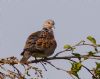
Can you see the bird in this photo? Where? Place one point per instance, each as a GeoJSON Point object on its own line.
{"type": "Point", "coordinates": [40, 44]}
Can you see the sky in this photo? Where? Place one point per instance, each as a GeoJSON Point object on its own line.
{"type": "Point", "coordinates": [74, 21]}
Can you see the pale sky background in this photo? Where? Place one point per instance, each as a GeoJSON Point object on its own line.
{"type": "Point", "coordinates": [75, 20]}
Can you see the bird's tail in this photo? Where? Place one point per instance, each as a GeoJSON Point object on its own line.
{"type": "Point", "coordinates": [25, 57]}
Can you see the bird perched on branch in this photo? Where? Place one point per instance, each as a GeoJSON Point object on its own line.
{"type": "Point", "coordinates": [40, 44]}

THE TASK
Exact copy, no pictures: write out all the records above.

RESULT
Can you see the bird in this photo? Where? Place one point per instance, each as a GeoJSON Point object on its own line.
{"type": "Point", "coordinates": [40, 44]}
Can you see the sky in this photo? Where? Place one point per instance, each as a GeoJSON Point object on its own line.
{"type": "Point", "coordinates": [74, 21]}
Can you see the pale sky background in this photo? Where? Place one point per instance, each as a GeoJSON Point object on its own line.
{"type": "Point", "coordinates": [75, 20]}
Can you see the bird's tail in this photo? Where? Place one point per instance, each as a GeoJSON Point object on its own line.
{"type": "Point", "coordinates": [25, 57]}
Can you see the bird perched on branch in this photo? Where? Place one point per instance, each as a GeoJSON Point object on its own line.
{"type": "Point", "coordinates": [40, 44]}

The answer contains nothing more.